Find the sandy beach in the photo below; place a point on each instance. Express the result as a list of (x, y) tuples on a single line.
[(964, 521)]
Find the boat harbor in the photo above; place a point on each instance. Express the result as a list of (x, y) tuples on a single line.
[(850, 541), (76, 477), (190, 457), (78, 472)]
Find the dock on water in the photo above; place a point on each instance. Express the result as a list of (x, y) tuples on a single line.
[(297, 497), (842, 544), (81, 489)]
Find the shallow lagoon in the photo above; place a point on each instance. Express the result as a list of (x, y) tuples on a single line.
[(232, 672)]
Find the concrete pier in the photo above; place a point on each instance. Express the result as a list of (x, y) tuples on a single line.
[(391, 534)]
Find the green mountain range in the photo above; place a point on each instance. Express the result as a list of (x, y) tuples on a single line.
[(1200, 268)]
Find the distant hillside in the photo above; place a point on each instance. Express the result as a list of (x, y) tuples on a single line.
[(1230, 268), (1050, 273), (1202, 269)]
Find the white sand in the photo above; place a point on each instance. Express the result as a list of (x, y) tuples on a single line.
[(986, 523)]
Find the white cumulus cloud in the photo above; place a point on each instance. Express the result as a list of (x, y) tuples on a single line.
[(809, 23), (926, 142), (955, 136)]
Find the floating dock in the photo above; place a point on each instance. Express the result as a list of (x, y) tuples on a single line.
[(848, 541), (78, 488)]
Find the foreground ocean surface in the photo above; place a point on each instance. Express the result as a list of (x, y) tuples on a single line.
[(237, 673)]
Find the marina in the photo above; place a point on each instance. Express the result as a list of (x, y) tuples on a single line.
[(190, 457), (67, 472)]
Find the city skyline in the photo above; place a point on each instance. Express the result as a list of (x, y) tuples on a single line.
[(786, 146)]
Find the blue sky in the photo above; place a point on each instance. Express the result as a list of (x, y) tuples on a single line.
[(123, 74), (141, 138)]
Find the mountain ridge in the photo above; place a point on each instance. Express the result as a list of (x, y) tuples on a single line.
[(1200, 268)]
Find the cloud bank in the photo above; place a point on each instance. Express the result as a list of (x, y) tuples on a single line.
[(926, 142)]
++++++++
(Assignment) Output all of the material exactly.

(Exercise solution)
Find the sandy beach in the photo below; place a point on each instance. Express the result as a list of (x, y) tuples on a single line.
[(964, 521)]
Find the boat harbor in the photo above; place a point on each instance. Express the result as a list of (x, y) tuples on a single line.
[(850, 541), (76, 477), (190, 457), (78, 472)]
Find the dock on water in the photo above; place a point on each instance. Express the result as a list of (x, y) tuples on a single line.
[(297, 497), (842, 544), (81, 489)]
Find the shallow lagoon in the photo above; place a point on each instance. Express the result as a list of (x, y) tuples on a single line.
[(232, 672)]
Find the concrete pier in the photo above; place a point on each instance. Express the result as a list of (x, y) tuples on a single line.
[(391, 534)]
Find the green mountain range in the photo above; place a point on each instance. Express the result as a list of (x, y) tuples on a single line.
[(1200, 268)]
Find the distant hillside in the photo above; place a point on each instance. Express the result as a list of (x, y) tuples on a single line.
[(1230, 268), (1050, 273), (1202, 269)]
Find the white sand in the photo above; place a point on each instance. Express the result as a list of (x, y) tuples on a single line.
[(986, 523)]
Find the white cumulus cloud in the photo above; place a point on each instance. Express the result as a list of (x, y) tuples on a single line.
[(809, 23), (926, 142), (955, 136)]
Find the floating dock in the photo above; place a point on each instance. Express the result as a list of (x, y) tuples on a single line.
[(848, 541), (78, 488)]
Find the foreground ocean surface in the photo above; place a point on each instance. Express the result as a list of (x, y) tuples on a single line.
[(237, 673)]
Find the marina in the photo above; place a point on each instance. Express the result as a list of (x, y) tuples on a single line.
[(190, 457), (67, 472)]
Find the city skyline in the photo above; place a point on each instance. Express the result as a list of (x, y) tuples on a single line.
[(786, 146)]
Find the blue sky in the photo above; place a point on each instance. Express the result as a list of (x, y) tuples on a single line.
[(123, 74), (141, 138)]
Find the mountain ridge in the photo above; place a point on each instance. Express the result as a list of (x, y) tuples on a single line.
[(1200, 268)]
Find the cloud bank in the photo above; place a point on each instance. Express the result as a list of (x, y) tuples on a single line.
[(926, 142)]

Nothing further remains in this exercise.